PROBLEM REQUIREMENTS
List every line of the records that contains the string "trousers", matching case exactly.

===== GIVEN ENTRIES

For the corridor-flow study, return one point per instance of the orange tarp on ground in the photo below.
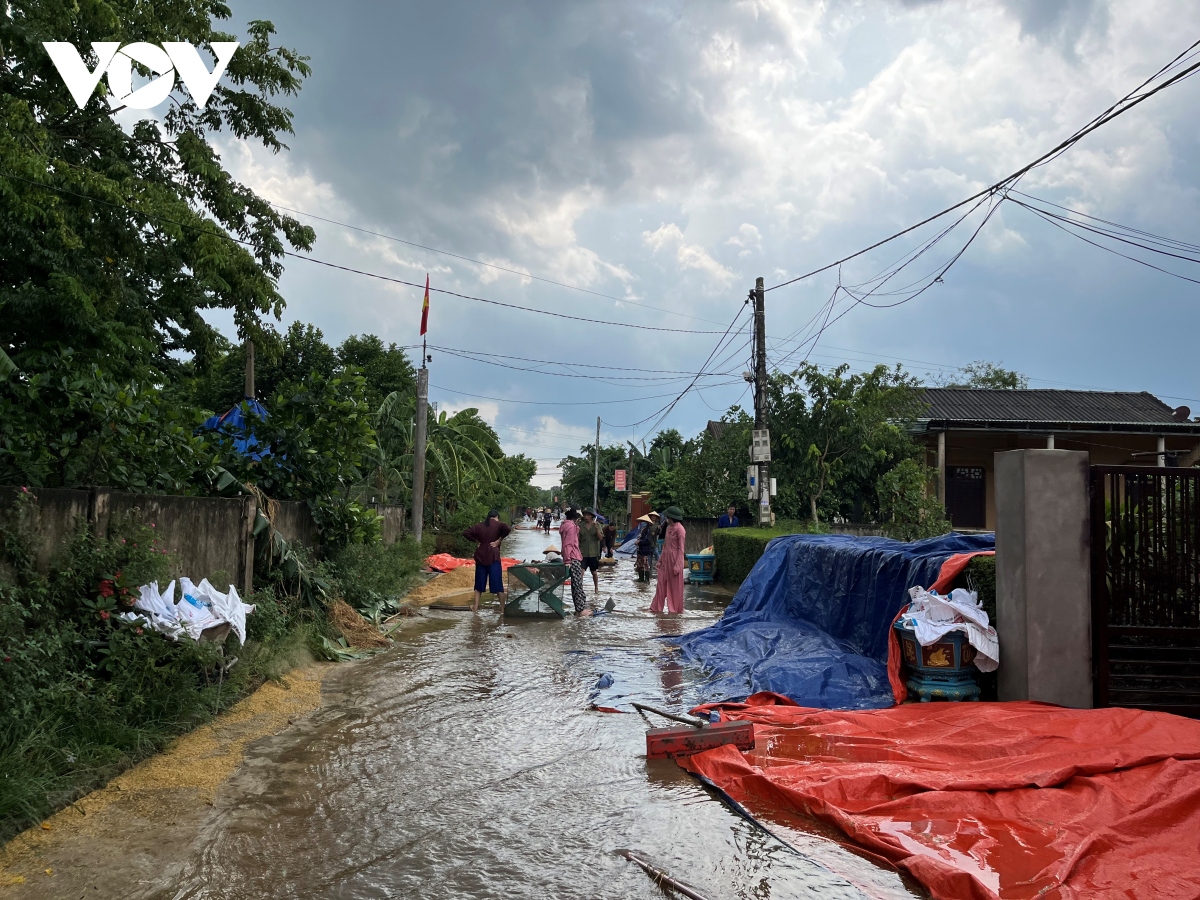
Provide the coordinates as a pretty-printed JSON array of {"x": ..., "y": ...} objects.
[
  {"x": 445, "y": 563},
  {"x": 987, "y": 799}
]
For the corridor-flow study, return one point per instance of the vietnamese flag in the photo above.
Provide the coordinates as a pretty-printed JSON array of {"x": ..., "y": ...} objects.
[{"x": 425, "y": 307}]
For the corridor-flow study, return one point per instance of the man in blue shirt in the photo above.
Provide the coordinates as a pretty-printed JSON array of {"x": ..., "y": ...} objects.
[{"x": 730, "y": 520}]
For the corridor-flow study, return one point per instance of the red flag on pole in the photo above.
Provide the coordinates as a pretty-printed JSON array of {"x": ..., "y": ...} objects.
[{"x": 425, "y": 307}]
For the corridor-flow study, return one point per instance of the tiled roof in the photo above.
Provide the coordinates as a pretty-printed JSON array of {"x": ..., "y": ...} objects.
[{"x": 997, "y": 407}]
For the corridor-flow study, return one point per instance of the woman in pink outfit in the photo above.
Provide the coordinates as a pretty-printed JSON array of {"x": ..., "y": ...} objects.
[{"x": 671, "y": 564}]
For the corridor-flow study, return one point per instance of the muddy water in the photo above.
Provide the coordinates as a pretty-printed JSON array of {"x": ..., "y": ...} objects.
[{"x": 467, "y": 763}]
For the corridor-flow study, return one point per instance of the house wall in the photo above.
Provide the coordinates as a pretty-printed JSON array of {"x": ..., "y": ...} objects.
[{"x": 978, "y": 448}]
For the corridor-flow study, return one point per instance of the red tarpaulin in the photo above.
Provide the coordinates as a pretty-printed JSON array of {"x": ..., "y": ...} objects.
[
  {"x": 985, "y": 799},
  {"x": 445, "y": 563}
]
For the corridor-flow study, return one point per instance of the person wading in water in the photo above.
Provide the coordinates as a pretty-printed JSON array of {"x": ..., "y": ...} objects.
[
  {"x": 647, "y": 540},
  {"x": 671, "y": 564},
  {"x": 489, "y": 534},
  {"x": 569, "y": 537},
  {"x": 591, "y": 540}
]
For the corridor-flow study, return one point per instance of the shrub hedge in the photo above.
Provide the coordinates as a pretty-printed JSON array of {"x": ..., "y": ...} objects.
[{"x": 738, "y": 549}]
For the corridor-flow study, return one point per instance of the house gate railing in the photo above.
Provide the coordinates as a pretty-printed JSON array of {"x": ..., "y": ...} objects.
[{"x": 1146, "y": 588}]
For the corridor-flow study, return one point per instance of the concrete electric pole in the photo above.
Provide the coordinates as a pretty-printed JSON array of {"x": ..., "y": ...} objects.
[
  {"x": 760, "y": 450},
  {"x": 421, "y": 424},
  {"x": 595, "y": 479}
]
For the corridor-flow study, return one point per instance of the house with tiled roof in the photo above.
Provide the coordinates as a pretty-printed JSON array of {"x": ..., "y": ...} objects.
[{"x": 964, "y": 429}]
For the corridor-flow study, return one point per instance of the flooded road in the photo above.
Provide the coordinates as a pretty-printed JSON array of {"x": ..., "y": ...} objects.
[{"x": 467, "y": 763}]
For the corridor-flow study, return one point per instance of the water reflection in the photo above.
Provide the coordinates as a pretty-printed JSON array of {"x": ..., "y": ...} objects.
[{"x": 467, "y": 763}]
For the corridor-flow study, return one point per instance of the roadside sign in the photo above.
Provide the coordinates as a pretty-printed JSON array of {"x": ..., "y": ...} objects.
[{"x": 760, "y": 448}]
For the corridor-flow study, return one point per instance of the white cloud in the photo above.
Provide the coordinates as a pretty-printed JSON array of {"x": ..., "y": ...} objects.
[{"x": 689, "y": 256}]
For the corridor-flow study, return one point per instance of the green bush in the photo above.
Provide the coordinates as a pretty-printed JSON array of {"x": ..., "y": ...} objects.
[
  {"x": 372, "y": 577},
  {"x": 88, "y": 694},
  {"x": 981, "y": 576},
  {"x": 738, "y": 549}
]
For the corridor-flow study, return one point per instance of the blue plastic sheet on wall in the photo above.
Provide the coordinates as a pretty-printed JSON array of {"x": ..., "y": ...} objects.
[
  {"x": 235, "y": 425},
  {"x": 811, "y": 619}
]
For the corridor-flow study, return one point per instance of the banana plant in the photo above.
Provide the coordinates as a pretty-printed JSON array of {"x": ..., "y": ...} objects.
[{"x": 460, "y": 454}]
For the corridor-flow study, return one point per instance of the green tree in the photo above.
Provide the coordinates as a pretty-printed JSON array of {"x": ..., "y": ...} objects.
[
  {"x": 72, "y": 424},
  {"x": 982, "y": 373},
  {"x": 387, "y": 369},
  {"x": 907, "y": 509},
  {"x": 462, "y": 457},
  {"x": 833, "y": 435},
  {"x": 579, "y": 477},
  {"x": 115, "y": 243}
]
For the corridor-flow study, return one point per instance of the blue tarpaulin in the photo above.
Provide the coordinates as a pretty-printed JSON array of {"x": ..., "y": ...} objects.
[
  {"x": 811, "y": 619},
  {"x": 235, "y": 425}
]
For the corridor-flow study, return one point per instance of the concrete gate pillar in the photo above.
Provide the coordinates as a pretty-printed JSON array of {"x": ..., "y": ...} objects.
[{"x": 1043, "y": 576}]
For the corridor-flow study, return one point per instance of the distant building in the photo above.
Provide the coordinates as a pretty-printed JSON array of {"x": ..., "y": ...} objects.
[{"x": 964, "y": 427}]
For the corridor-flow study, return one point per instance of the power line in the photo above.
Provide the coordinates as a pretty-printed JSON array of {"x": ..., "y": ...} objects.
[
  {"x": 364, "y": 273},
  {"x": 671, "y": 406},
  {"x": 1122, "y": 106},
  {"x": 495, "y": 265},
  {"x": 1061, "y": 222},
  {"x": 562, "y": 403},
  {"x": 601, "y": 378}
]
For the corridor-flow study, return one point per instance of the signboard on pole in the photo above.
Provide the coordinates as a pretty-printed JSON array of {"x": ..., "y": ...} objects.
[{"x": 760, "y": 449}]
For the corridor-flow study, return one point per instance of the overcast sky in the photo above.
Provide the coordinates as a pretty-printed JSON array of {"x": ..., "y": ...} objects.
[{"x": 669, "y": 153}]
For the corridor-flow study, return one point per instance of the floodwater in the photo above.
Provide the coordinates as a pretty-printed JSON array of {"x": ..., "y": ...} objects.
[{"x": 467, "y": 763}]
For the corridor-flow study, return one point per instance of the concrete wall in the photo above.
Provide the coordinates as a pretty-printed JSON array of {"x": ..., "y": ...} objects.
[
  {"x": 209, "y": 537},
  {"x": 1043, "y": 576},
  {"x": 979, "y": 448}
]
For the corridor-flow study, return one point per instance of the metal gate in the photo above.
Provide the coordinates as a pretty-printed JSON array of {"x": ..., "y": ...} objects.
[{"x": 1146, "y": 588}]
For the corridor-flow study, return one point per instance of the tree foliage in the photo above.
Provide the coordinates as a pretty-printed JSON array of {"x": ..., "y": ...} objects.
[
  {"x": 982, "y": 373},
  {"x": 114, "y": 243},
  {"x": 834, "y": 435}
]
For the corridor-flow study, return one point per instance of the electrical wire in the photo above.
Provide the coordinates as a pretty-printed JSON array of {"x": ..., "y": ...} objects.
[
  {"x": 671, "y": 406},
  {"x": 351, "y": 269},
  {"x": 493, "y": 265},
  {"x": 1122, "y": 106},
  {"x": 600, "y": 378},
  {"x": 1053, "y": 221},
  {"x": 564, "y": 402}
]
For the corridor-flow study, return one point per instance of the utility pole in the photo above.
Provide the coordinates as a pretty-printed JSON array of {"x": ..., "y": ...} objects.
[
  {"x": 423, "y": 417},
  {"x": 629, "y": 486},
  {"x": 762, "y": 460},
  {"x": 595, "y": 479},
  {"x": 423, "y": 421}
]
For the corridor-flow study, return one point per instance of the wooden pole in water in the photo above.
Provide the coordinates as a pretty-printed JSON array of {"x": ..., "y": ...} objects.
[{"x": 660, "y": 876}]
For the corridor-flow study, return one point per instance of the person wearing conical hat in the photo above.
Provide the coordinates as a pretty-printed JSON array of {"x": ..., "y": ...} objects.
[
  {"x": 671, "y": 564},
  {"x": 647, "y": 539}
]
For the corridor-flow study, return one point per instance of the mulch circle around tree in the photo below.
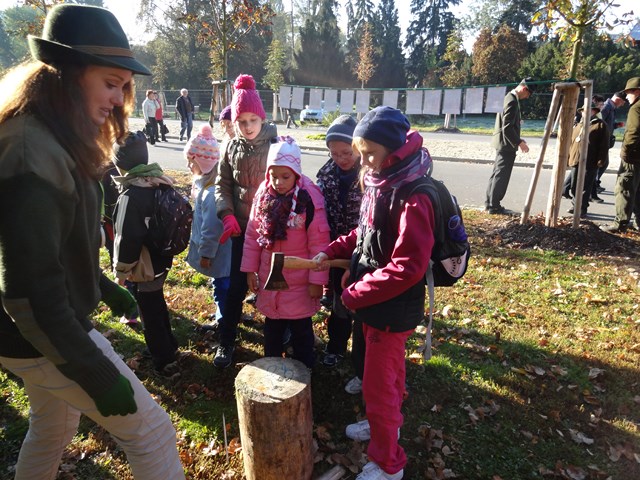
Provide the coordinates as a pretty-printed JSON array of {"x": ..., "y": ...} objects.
[{"x": 587, "y": 239}]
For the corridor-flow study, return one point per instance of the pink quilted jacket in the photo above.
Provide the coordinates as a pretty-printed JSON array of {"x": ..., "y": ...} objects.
[{"x": 303, "y": 242}]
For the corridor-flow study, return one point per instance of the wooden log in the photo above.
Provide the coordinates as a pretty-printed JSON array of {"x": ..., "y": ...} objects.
[
  {"x": 273, "y": 396},
  {"x": 335, "y": 473}
]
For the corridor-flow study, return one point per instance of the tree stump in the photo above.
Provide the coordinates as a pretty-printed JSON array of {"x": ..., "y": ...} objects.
[{"x": 276, "y": 424}]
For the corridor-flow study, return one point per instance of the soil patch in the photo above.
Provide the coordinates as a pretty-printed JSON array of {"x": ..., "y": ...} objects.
[{"x": 586, "y": 240}]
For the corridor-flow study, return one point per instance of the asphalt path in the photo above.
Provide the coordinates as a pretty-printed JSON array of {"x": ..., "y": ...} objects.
[{"x": 467, "y": 180}]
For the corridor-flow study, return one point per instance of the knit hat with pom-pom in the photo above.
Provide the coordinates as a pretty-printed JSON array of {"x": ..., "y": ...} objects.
[
  {"x": 203, "y": 149},
  {"x": 225, "y": 114},
  {"x": 245, "y": 98}
]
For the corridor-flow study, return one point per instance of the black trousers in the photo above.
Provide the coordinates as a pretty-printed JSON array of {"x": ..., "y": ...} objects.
[
  {"x": 235, "y": 297},
  {"x": 499, "y": 180},
  {"x": 301, "y": 338}
]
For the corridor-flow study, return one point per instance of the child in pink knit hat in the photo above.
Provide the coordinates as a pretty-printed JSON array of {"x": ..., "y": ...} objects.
[
  {"x": 242, "y": 169},
  {"x": 287, "y": 216},
  {"x": 208, "y": 253}
]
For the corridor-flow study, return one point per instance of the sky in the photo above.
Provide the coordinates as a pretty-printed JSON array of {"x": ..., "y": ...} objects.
[{"x": 126, "y": 10}]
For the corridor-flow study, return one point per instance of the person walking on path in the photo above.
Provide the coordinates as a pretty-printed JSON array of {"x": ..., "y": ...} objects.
[
  {"x": 58, "y": 124},
  {"x": 241, "y": 171},
  {"x": 162, "y": 128},
  {"x": 507, "y": 141},
  {"x": 287, "y": 216},
  {"x": 608, "y": 114},
  {"x": 386, "y": 287},
  {"x": 597, "y": 137},
  {"x": 628, "y": 180},
  {"x": 149, "y": 108},
  {"x": 185, "y": 108}
]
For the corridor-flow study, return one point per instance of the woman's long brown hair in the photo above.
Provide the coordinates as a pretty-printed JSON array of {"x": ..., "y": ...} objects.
[{"x": 55, "y": 97}]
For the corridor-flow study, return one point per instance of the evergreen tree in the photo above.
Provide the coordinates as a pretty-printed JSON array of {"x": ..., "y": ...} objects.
[
  {"x": 427, "y": 38},
  {"x": 390, "y": 59},
  {"x": 457, "y": 72},
  {"x": 275, "y": 67},
  {"x": 362, "y": 12},
  {"x": 319, "y": 59},
  {"x": 497, "y": 57},
  {"x": 366, "y": 64}
]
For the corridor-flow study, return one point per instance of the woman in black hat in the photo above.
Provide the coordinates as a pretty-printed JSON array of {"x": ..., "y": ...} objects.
[{"x": 56, "y": 134}]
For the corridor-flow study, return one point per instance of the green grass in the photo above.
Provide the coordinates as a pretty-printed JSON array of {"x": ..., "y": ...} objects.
[{"x": 531, "y": 347}]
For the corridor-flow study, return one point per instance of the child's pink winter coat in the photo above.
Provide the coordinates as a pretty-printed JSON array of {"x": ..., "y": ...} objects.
[{"x": 302, "y": 242}]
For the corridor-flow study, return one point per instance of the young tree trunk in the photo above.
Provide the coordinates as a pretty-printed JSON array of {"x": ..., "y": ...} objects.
[{"x": 276, "y": 424}]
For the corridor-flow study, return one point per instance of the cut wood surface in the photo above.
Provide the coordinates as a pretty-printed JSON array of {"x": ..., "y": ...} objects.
[{"x": 276, "y": 422}]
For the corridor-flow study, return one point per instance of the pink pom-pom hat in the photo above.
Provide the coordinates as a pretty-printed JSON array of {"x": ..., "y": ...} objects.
[{"x": 246, "y": 98}]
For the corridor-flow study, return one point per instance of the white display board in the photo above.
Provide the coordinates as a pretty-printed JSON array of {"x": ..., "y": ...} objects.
[
  {"x": 390, "y": 98},
  {"x": 315, "y": 98},
  {"x": 362, "y": 101},
  {"x": 285, "y": 97},
  {"x": 330, "y": 100},
  {"x": 297, "y": 98},
  {"x": 432, "y": 100},
  {"x": 473, "y": 98},
  {"x": 495, "y": 99},
  {"x": 414, "y": 102},
  {"x": 451, "y": 102},
  {"x": 346, "y": 101}
]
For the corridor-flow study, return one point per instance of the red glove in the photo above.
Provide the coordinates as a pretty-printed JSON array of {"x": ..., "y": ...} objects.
[{"x": 231, "y": 228}]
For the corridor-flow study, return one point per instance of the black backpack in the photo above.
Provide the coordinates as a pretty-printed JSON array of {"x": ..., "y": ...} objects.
[
  {"x": 451, "y": 249},
  {"x": 170, "y": 224}
]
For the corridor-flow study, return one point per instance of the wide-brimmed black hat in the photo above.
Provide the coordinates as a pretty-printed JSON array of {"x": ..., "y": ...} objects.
[
  {"x": 632, "y": 84},
  {"x": 84, "y": 35},
  {"x": 528, "y": 83}
]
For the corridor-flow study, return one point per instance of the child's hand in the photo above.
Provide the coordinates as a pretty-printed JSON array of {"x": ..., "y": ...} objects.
[
  {"x": 344, "y": 281},
  {"x": 315, "y": 291},
  {"x": 320, "y": 260},
  {"x": 231, "y": 228},
  {"x": 252, "y": 281}
]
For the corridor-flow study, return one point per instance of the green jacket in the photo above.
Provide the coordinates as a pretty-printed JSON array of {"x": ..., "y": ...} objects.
[
  {"x": 506, "y": 134},
  {"x": 630, "y": 150},
  {"x": 49, "y": 268}
]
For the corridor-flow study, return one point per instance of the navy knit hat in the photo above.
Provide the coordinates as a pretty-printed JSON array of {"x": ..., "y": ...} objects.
[
  {"x": 133, "y": 153},
  {"x": 341, "y": 130},
  {"x": 384, "y": 125}
]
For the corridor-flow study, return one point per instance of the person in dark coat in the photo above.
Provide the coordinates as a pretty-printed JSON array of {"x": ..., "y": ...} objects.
[{"x": 507, "y": 141}]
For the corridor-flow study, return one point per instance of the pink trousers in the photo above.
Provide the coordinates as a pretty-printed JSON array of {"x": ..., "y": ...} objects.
[{"x": 383, "y": 387}]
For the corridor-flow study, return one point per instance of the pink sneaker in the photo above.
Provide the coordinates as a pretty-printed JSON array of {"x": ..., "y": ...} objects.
[
  {"x": 372, "y": 471},
  {"x": 360, "y": 431}
]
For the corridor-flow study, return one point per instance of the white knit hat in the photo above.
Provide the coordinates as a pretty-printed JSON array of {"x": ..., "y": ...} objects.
[
  {"x": 203, "y": 149},
  {"x": 286, "y": 153}
]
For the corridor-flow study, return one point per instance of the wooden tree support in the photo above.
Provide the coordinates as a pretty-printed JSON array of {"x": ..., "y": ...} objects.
[
  {"x": 565, "y": 98},
  {"x": 273, "y": 396}
]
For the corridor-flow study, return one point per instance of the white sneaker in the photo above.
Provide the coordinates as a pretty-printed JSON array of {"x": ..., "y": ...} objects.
[
  {"x": 353, "y": 386},
  {"x": 360, "y": 431},
  {"x": 372, "y": 471}
]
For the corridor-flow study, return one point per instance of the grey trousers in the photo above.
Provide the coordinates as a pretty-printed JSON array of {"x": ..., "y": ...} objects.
[{"x": 499, "y": 180}]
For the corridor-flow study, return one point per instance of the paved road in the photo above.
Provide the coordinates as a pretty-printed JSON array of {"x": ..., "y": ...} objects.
[{"x": 466, "y": 180}]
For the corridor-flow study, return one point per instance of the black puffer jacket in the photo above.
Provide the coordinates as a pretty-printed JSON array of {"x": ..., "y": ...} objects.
[{"x": 241, "y": 171}]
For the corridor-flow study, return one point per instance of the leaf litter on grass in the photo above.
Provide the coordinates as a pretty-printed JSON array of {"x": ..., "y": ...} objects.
[{"x": 534, "y": 374}]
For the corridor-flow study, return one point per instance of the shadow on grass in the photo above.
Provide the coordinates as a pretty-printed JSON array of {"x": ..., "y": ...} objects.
[{"x": 486, "y": 409}]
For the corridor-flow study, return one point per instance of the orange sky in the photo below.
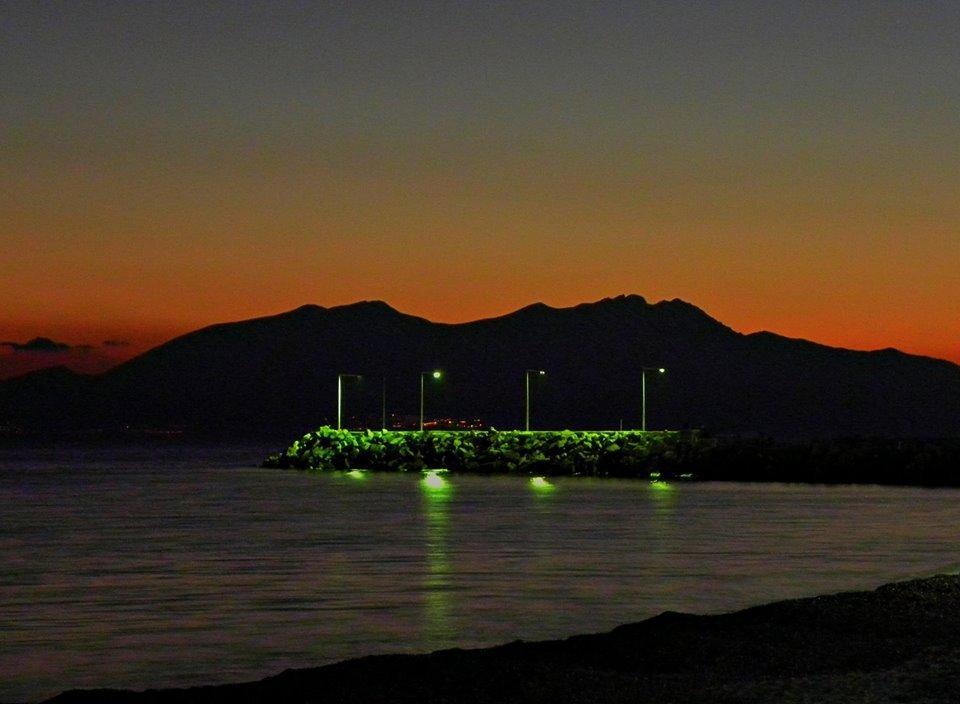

==========

TASK RESULT
For the corridor-flow study, return one point per instance of the black trousers in the photo above.
For the corridor-flow study, return one point per instance of the pink trousers in the photo above.
For the corridor-flow study, return one point per instance of the grey trousers in the photo above.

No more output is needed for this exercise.